SELECTED EXCERPT:
Growing Up in Academia
Montag 23.05.2022 18:00 — 19:30
Online Event

Growing Up in Academia with Emily Cross

Emily as a young girl dreaming of a career on stage ...

Emily as a young girl dreaming of a career on stage ...

and today: A researcher of the human brain and behaviour

and today: A researcher of the human brain and behaviour

What is it to be a scientist? How does one become a scientist? Growing Up in Academia is a conversation series with academics at different levels of their career focusing on the sometimes short, sometimes long and winding roads behind the “official CV”.

Each event features an open conversation (interview) with a different faculty member, representing the broad spectrum of academic life. We will cover topics such as dealing with expectations (your own and others’), the role of luck/coincidence in scientific discovery, impostor syndrome, procrastination, and conflicts with advisors. Join us for a conversation about the human factors that universally inform the profession, but that too often remain unspoken. These events will be hosted and presented by Lucia Melloni (Max Planck Institute for Empirical Aesthetics). 

On Monday, May 23, 6 p.m. CET, Growing Up in Academia features Emily Cross, Professor of Social Robotics, Centre for Social, Cognitive & Affective Neuroscience, Institute of Neuroscience and Psychology, University of Glasgow.


The event will take place as a live talk in the ArtLab foyer of our institute and will be broadcasted in real-time on Zoom.

  • You have the possibility to register for participation on site by writing to events@ae.mpg.de.
  • You can register for the event online by using this link.

 

Official CV

Professor Emily S. Cross is a cognitive and social neuroscientist who directs the Social Brain in Action research laboratory, based jointly at the Institute of Neuroscience and Psychology at the University of Glasgow in Scotland, and the MARCS Institute for Brain, Behaviour and Development at Western Sydney University in Australia. The defining characteristic of the work conducted by Cross and her research team is a focus on how different kinds of embodied experience shape how we learn from and perceive others in a complex social world, and across a variety of experience domains. Throughout her career, Cross has combined intensive learning paradigms with pre-/post-training brain imaging measures, to build a richer understanding of experience-dependent plasticity at brain and behavioural levels. She is especially well-regarded for (1) identifying the neural signatures of embodied expertise using expert dancers and training paradigms; (2) combining neuroscience and performing arts to propose a new theory of embodied neuroaesthetics; (3) uncovering new insights into neurocognitive foundations of visual learning across the lifespan, and; (4) developing innovative neurocognitive paradigms to explore the mechanisms and consequences of people’s social engagement with robots.

Prof. Cross received a BA in psychology and dance from Pomona College (USA), an MSc in cognitive psychology from the University of Otago (NZ) as a Fulbright Fellow, and a PhD in cognitive neuroscience from Dartmouth College (USA). She completed postdoctoral training at the University of Nottingham (UK) and the Max Planck Institute for Human Cognitive and Brain Sciences (Germany), and was previously an assistant professor at Radboud University Nijmegen (NL) and a professor at Bangor University (Wales). Her research has been funded by an eclectic mix of national and international organisations, including the National Institutes of Health (USA), the Netherlands Organisation for Scientific Research (NL), the Alexander von Humboldt Stiftung (DE),  the Economic and Social Research Council (UK), the Ministry of Defence (UK), the Leverhulme Trust (UK) and the European Research Council.

ENTRIES PROVIDED:
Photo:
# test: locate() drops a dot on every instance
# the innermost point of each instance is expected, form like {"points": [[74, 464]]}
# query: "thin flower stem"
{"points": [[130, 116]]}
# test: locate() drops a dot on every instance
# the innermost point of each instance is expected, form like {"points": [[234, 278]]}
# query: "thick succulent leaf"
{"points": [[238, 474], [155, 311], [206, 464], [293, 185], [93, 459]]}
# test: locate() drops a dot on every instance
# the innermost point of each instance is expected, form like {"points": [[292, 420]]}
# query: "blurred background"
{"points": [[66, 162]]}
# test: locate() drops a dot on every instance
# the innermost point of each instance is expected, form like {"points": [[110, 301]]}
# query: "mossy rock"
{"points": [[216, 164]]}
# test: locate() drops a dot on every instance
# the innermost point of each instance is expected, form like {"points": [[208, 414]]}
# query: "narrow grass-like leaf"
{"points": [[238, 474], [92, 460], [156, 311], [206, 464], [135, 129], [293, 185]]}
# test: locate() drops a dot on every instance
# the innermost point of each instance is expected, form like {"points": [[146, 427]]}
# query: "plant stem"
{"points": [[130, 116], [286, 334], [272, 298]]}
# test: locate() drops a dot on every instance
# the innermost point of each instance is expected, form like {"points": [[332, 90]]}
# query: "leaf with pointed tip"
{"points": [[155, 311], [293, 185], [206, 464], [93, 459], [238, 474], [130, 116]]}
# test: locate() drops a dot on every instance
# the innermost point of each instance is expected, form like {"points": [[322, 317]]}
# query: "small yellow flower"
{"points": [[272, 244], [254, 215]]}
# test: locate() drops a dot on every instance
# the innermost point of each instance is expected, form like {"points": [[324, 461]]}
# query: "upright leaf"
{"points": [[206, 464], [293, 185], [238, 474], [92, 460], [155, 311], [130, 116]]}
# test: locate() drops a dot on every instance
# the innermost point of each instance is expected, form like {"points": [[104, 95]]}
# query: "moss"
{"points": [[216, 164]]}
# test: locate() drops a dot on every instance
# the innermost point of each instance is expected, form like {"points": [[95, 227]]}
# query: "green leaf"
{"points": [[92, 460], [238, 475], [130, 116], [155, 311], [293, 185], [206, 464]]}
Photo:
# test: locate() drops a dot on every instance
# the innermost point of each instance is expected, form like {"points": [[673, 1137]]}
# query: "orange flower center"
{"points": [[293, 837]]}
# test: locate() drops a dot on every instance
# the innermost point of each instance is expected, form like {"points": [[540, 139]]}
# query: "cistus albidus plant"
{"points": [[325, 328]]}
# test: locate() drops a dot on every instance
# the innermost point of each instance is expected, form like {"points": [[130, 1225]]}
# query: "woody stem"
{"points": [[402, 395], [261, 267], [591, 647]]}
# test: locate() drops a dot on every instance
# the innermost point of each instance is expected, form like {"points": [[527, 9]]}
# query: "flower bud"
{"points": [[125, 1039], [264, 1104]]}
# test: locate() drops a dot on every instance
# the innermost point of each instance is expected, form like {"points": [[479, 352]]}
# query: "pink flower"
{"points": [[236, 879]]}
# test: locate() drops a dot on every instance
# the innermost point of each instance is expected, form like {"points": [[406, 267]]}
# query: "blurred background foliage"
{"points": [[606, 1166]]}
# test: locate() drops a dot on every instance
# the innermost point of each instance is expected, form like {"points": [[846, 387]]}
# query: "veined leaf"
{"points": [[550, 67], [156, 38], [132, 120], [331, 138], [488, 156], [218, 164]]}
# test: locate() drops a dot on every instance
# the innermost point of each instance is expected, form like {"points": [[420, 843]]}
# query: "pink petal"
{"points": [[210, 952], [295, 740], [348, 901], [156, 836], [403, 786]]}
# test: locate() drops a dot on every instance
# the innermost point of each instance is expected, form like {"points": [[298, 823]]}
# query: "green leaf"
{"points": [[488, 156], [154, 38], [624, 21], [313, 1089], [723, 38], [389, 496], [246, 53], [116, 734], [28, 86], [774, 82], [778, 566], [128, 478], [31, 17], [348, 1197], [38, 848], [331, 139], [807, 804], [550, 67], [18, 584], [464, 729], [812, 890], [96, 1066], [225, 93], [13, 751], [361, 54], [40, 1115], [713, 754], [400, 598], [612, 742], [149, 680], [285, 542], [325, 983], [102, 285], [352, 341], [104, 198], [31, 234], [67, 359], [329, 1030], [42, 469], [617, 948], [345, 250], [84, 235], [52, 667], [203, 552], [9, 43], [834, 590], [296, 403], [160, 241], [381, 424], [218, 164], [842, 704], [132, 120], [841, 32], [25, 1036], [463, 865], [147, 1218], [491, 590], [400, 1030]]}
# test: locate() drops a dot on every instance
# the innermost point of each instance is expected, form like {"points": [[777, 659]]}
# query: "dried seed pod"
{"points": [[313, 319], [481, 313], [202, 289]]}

PROBLEMS TO WORK ON:
• a. In the Growing Up in Academia event page above, translate this sentence into German: "The event will take place as a live talk in the ArtLab foyer of our institute and will be broadcasted in real-time on Zoom."
• b. Write what follows the last sentence of the Growing Up in Academia event page about Emily Cross, picking up right after it.

OUTPUTS BY TASK:
• a. Die Veranstaltung findet als Live-Gespräch im Foyer des ArtLab unseres Instituts statt und wird in Echtzeit auf Zoom übertragen.

• b.
Cross’s research and public engagement work across experimental psychology, cognitive neuroscience, empirical aesthetics and social robotics has been recognized by a number of honours and prizes, including the Jacob Brownowski Award for early career contributions to the arts and sciences from the British Science Association (2017), the UK’s Philip Leverhulme Prize in Psychology (2018), and being named one of the World’s 50 Most Renowned Women in Robotics by Insight Analytics (2020). She is an elected member of the Young Academy of Europe and the Royal Society of Edinburgh’s Young Academy of Scotland. In addition to building bridges across disciplines and research perspectives, Cross is passionate about training the next generation of research scientists, with a particular focus on the many manifestations of research ethics.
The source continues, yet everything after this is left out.